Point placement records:
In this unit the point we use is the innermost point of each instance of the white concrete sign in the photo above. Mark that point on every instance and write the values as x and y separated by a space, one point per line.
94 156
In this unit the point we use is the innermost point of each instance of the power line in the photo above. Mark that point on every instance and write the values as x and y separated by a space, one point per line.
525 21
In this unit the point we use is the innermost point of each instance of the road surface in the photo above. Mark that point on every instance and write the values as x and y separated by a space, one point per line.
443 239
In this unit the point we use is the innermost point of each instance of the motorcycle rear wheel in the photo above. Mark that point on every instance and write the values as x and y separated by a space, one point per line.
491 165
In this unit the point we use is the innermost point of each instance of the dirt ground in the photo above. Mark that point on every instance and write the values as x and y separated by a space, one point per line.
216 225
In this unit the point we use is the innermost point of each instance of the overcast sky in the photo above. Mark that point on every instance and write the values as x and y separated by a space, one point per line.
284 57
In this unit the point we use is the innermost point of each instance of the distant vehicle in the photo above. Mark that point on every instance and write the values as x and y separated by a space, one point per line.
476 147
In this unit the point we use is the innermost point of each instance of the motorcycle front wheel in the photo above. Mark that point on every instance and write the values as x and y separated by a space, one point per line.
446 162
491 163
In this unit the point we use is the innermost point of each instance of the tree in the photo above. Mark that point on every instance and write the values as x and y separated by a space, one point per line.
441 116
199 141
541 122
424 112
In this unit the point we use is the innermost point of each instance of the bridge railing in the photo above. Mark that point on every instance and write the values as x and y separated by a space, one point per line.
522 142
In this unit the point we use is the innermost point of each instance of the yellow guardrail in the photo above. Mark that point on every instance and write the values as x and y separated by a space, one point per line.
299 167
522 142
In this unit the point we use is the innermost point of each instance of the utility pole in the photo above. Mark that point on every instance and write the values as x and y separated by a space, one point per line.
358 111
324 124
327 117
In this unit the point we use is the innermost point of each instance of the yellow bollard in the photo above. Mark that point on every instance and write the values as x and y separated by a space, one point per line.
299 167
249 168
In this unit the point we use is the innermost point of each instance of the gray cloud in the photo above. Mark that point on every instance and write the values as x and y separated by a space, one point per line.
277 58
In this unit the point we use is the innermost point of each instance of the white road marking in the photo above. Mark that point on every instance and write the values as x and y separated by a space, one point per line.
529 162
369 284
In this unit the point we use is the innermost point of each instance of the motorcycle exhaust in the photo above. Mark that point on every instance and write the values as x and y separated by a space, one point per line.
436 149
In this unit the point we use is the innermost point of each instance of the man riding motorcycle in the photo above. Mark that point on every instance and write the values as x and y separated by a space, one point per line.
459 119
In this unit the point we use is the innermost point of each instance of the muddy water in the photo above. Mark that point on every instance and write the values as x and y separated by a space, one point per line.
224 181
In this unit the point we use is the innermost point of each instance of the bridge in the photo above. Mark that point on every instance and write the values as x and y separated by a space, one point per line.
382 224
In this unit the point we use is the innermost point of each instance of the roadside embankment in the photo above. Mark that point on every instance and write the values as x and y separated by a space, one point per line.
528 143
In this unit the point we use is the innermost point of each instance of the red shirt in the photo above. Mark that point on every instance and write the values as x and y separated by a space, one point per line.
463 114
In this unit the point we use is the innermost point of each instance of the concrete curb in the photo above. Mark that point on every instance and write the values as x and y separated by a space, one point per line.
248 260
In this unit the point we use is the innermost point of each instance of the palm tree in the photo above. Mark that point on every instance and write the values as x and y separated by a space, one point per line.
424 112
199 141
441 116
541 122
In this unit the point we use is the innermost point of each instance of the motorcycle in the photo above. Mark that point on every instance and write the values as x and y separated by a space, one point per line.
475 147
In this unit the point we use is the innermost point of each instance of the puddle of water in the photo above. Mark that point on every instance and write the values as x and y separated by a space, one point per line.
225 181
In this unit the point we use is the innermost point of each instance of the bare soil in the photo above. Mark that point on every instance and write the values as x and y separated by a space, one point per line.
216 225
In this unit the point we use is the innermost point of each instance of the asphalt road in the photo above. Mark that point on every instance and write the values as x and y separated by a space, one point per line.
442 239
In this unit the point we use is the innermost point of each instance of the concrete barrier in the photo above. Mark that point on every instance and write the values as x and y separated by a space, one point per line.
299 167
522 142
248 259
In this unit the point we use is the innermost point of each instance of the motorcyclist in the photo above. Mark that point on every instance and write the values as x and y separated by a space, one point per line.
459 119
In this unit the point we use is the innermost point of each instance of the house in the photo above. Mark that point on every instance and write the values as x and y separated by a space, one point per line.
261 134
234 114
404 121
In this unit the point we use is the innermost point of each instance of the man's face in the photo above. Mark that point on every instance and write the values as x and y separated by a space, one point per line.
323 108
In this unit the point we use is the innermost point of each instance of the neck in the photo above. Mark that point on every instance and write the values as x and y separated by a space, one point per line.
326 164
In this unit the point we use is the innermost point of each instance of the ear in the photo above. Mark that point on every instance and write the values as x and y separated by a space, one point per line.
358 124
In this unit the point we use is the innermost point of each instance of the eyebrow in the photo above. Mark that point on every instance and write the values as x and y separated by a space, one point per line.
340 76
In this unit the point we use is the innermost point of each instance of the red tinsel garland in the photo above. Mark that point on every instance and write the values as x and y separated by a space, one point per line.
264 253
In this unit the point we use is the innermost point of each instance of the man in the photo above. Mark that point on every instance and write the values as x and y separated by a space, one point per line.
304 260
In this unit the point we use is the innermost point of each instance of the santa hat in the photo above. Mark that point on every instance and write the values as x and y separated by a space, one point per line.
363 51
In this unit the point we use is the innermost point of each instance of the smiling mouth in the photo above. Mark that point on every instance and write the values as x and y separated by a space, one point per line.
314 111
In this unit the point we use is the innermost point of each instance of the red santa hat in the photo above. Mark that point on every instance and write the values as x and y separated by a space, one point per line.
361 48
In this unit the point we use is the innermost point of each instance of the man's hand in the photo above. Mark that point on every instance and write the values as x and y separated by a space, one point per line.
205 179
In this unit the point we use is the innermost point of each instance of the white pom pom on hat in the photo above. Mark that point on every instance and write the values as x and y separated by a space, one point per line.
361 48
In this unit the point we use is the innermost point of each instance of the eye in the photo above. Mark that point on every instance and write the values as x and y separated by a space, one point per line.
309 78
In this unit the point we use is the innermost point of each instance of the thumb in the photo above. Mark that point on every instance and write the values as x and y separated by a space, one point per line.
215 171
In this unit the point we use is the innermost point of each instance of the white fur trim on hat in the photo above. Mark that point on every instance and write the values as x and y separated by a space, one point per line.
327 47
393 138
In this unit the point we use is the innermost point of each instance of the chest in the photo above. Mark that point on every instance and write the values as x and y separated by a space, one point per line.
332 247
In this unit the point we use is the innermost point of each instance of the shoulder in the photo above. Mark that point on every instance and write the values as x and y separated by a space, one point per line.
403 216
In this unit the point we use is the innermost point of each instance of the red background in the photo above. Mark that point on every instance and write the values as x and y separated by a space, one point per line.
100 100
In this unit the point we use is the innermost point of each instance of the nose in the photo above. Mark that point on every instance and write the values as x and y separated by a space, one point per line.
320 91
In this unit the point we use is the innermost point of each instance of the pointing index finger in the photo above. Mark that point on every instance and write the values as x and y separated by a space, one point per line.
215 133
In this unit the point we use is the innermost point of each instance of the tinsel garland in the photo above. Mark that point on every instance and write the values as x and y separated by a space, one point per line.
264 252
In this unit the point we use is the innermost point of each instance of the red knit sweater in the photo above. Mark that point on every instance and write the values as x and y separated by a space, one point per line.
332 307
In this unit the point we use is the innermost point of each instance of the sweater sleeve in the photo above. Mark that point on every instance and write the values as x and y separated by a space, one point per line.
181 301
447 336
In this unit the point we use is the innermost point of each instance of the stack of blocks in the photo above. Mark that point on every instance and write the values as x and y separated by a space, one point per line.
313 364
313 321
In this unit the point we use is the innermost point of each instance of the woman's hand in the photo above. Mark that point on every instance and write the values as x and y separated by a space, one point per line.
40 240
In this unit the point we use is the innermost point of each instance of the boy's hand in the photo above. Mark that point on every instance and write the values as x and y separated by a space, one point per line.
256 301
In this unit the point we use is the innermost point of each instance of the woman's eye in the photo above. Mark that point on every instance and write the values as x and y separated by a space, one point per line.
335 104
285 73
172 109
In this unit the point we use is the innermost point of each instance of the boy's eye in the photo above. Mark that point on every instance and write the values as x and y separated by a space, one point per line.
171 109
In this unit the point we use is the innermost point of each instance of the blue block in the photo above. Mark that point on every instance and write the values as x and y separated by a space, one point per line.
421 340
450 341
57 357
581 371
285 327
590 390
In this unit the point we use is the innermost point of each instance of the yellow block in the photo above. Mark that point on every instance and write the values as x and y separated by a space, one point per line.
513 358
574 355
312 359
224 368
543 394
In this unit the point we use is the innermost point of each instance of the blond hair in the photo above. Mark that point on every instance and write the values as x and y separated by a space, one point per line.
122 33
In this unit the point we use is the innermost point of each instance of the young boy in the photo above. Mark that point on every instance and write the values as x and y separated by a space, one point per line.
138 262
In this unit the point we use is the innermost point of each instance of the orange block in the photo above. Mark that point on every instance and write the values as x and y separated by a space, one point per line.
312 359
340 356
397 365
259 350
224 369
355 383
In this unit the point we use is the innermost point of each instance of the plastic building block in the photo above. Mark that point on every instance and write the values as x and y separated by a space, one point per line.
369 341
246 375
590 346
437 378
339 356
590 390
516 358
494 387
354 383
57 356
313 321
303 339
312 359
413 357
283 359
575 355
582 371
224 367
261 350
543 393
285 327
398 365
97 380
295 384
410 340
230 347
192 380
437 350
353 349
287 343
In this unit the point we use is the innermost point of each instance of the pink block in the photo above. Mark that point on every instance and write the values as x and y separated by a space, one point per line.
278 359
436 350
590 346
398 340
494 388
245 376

**What the task requires**
Find the line with "of the plastic" in the listing above, then write out that line and each remaining line exactly, with no other text.

**Result of the task**
In this unit the point we use is the innermost point of each instance of the plastic building block in the photo above. Mark that point on every instance and write the values as x and y separated by a space, one point per line.
369 341
246 375
590 346
437 378
339 356
590 390
516 358
494 387
354 383
57 356
313 321
303 339
312 359
413 357
283 359
575 355
582 371
224 367
261 350
543 393
285 327
398 365
97 380
295 384
410 340
230 347
192 380
437 350
353 349
287 343
In this unit the point we use is the innermost point of each instance of the pink block in the photo above. Mark that point on every instance and write the values as x and y separated by a space, one point per line.
278 359
436 350
590 346
398 340
494 388
245 376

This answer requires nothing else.